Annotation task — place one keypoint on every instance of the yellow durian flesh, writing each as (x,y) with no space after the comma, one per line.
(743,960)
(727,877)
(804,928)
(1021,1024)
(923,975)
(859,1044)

------------------------------------------------------------

» Problem to solve
Could the data above be set down exactly, in full?

» Answer
Annotation task — place one keypoint on every instance of the yellow durian flesh, writing each as (x,y) with no space after the comma, one per line.
(743,960)
(727,877)
(804,928)
(1021,1024)
(923,975)
(859,1044)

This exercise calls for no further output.